Your task is to transcribe the entries exactly.

• _Record extracts_:
···

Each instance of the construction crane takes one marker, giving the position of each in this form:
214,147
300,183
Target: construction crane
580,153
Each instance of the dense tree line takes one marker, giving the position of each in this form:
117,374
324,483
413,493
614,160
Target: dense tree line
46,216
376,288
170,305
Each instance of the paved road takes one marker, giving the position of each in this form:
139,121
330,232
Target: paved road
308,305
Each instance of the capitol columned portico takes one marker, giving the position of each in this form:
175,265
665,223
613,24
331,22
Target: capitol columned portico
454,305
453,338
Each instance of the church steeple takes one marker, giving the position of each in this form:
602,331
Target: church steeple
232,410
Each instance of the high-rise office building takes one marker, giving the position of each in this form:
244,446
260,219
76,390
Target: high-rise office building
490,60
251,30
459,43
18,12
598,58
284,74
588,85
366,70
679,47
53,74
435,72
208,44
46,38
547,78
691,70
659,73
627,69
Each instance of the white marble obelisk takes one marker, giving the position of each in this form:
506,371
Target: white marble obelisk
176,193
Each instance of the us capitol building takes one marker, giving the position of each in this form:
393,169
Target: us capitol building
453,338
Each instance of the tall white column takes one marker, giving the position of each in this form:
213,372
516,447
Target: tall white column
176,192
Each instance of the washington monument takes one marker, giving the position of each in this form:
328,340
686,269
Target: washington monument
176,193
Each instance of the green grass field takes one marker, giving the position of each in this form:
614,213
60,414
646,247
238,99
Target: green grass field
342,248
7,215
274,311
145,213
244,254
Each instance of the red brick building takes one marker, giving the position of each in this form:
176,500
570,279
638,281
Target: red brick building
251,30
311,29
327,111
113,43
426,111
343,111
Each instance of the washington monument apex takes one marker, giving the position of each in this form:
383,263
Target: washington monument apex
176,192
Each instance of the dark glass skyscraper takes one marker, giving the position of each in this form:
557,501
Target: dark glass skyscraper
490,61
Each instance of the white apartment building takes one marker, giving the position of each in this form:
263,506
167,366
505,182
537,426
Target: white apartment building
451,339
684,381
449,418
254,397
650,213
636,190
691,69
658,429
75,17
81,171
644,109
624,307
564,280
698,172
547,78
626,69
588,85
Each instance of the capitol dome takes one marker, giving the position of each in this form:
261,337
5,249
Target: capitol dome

···

• _Answer section_:
Each instance of the construction crane takes one marker, giving the position of each in this form:
214,147
300,183
Target: construction crane
580,153
Each instance of the dense tree line takes one marker, giving the position of each in this form:
117,374
324,483
413,493
614,160
Target: dense tree line
46,216
376,288
170,305
Each instance of the paved road takes one marker, giving the position of each in this form:
139,121
330,232
Target: paved road
308,305
Each instance of the capitol columned portico takes one marker, giving the position of each in this form:
175,265
665,223
613,24
331,22
Target: capitol columned portico
454,305
453,338
Each instance of the church steeple takes one marker, giving the position of each in this form:
602,331
Target: church steeple
232,410
Each instance of the high-rise office building takes one marker, giving the position of each in this form:
244,446
260,219
76,390
Target: high-rise office building
490,60
251,30
459,43
18,12
598,58
284,74
588,85
366,70
679,47
53,74
435,72
208,44
46,38
547,78
691,70
659,73
627,69
Each instance of the white marble obelisk takes one marker, giving the position of each in this form:
506,371
Target: white marble obelisk
176,193
Each instance of the us capitol building takes one marker, giving the position of each in this form:
393,169
Target: us capitol building
453,338
Each instance of the tall white column takes one marker, giving the position of each in this form:
213,372
516,447
Target: tall white column
176,192
Each instance of the washington monument takes one marker, giving the position of each in this form:
328,340
686,269
Target: washington monument
176,193
Each instance of the green grass field takes one marker, giving the position of each in this form:
614,213
60,414
646,247
238,99
Target: green grass field
342,248
7,215
274,311
145,213
244,254
Each instance of the red brick building takes one marker, giving the position of each in this form:
176,500
570,279
638,281
Target: red brick building
251,30
311,29
327,111
113,43
426,111
343,111
Each instance of the washington monument apex takes one marker, giving the position of each in this form:
383,263
Target: washington monument apex
176,192
Each instance of the dark glass skyscraper takes one marker, giving the position of each in this form:
557,501
Target: dark glass skyscraper
490,61
Each instance of the white apartment building takes one marker, giving the position of each in this form:
263,506
167,366
505,182
537,426
Target: white apartment building
451,339
684,381
449,418
254,397
650,213
636,190
691,69
658,429
75,17
81,171
644,109
624,307
564,280
698,172
547,78
626,69
588,85
Each instance of the capitol dome takes one marker, giving the position of each in this form:
261,337
5,249
Target: capitol dome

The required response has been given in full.